Up to and including the line with "TARGET: tattooed forearm", output the records exactly as they appear.

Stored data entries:
--

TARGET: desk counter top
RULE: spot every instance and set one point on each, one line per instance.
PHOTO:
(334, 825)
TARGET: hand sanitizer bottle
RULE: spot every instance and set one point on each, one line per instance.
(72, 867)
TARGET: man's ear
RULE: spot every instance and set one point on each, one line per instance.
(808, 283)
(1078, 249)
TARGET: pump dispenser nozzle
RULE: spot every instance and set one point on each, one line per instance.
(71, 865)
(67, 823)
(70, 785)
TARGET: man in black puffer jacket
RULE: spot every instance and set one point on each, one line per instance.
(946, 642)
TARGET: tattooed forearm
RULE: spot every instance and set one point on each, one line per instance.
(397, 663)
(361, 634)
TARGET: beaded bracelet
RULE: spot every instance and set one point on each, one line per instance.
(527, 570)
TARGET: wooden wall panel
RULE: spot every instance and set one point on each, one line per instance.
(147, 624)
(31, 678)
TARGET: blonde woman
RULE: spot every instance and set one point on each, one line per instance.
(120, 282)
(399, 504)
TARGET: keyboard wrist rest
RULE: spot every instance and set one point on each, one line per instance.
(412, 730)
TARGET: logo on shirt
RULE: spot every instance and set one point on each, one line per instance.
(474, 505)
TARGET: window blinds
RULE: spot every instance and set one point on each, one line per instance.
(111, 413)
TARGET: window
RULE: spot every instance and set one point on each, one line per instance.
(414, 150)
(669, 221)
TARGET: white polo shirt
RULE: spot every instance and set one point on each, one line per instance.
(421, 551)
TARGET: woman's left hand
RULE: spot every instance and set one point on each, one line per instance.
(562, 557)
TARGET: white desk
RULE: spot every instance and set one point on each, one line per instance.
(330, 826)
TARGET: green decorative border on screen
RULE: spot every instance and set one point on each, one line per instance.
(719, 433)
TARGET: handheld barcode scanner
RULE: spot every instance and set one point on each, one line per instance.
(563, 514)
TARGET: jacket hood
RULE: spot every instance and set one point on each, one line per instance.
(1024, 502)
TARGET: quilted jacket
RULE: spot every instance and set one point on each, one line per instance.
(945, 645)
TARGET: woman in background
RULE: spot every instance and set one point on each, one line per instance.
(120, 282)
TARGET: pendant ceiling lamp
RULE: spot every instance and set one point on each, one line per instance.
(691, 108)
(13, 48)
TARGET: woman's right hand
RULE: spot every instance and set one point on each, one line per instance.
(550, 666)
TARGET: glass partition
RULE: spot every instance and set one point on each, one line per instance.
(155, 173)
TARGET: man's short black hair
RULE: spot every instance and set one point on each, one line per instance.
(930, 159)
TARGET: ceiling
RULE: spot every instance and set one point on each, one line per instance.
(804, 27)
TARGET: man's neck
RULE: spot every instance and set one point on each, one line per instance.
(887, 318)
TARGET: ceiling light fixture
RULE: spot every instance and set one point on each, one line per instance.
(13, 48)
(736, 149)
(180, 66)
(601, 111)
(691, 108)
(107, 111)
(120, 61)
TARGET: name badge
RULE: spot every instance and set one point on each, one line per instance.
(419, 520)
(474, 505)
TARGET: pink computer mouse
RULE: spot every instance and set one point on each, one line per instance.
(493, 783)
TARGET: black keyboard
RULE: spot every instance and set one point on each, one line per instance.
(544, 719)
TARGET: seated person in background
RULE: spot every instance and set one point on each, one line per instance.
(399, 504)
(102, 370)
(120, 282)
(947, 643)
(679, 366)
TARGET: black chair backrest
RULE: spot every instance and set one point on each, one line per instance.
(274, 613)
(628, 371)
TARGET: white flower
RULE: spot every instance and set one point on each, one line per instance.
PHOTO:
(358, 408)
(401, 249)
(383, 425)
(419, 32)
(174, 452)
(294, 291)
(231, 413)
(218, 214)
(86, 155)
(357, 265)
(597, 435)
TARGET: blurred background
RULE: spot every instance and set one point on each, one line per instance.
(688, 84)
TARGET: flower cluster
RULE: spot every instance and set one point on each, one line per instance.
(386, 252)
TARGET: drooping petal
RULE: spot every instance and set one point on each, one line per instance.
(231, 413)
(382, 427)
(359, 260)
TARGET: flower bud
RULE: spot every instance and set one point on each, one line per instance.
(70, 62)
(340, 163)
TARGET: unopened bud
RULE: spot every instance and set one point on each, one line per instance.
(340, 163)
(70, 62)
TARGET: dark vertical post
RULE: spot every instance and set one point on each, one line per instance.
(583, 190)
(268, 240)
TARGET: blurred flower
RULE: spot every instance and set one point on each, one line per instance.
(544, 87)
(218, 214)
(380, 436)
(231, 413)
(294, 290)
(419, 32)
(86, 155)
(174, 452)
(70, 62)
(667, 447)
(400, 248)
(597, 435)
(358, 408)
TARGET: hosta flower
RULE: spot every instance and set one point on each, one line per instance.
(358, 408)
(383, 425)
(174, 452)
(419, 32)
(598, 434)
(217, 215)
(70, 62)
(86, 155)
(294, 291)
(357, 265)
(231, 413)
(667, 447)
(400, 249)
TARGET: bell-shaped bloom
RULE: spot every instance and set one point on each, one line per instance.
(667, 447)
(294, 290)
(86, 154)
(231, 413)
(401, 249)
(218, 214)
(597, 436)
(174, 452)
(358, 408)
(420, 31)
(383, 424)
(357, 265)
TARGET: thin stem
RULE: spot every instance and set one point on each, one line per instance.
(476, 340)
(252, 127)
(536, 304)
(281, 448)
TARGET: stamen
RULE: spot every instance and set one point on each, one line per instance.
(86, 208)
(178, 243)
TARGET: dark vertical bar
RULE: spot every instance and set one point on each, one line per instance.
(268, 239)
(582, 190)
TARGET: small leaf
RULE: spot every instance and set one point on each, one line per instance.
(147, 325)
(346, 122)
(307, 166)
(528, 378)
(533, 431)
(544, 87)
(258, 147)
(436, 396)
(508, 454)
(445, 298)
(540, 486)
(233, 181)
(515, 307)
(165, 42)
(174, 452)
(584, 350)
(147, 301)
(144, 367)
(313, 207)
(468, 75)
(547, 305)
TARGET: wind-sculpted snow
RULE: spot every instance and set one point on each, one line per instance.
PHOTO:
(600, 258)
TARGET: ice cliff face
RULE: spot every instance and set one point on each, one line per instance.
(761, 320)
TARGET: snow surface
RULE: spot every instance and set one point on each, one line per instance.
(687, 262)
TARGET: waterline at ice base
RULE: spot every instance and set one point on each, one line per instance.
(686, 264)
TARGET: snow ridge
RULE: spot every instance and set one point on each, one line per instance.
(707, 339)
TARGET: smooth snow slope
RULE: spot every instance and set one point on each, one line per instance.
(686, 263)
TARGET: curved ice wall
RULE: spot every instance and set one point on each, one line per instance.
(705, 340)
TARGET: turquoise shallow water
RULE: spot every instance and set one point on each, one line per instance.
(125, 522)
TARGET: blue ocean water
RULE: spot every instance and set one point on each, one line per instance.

--

Response:
TARGET: desk counter top
RULE: spot every instance and set one point on each, one line per instance.
PHOTO:
(334, 825)
TARGET: hand sanitizer bottle
RULE: spot every instance and set one point on each, one line per instance.
(72, 867)
TARGET: man's ear
RULE: spot every instance and set one point on each, one line per instance.
(808, 283)
(1078, 249)
TARGET: pump dispenser nozzle
RULE: spot every instance and set one point on each, one line per instance.
(71, 865)
(67, 823)
(70, 785)
TARGET: man in black puffer jacket
RULE: spot every instance and set one point on each, one line per instance.
(946, 642)
TARGET: tattooed forearm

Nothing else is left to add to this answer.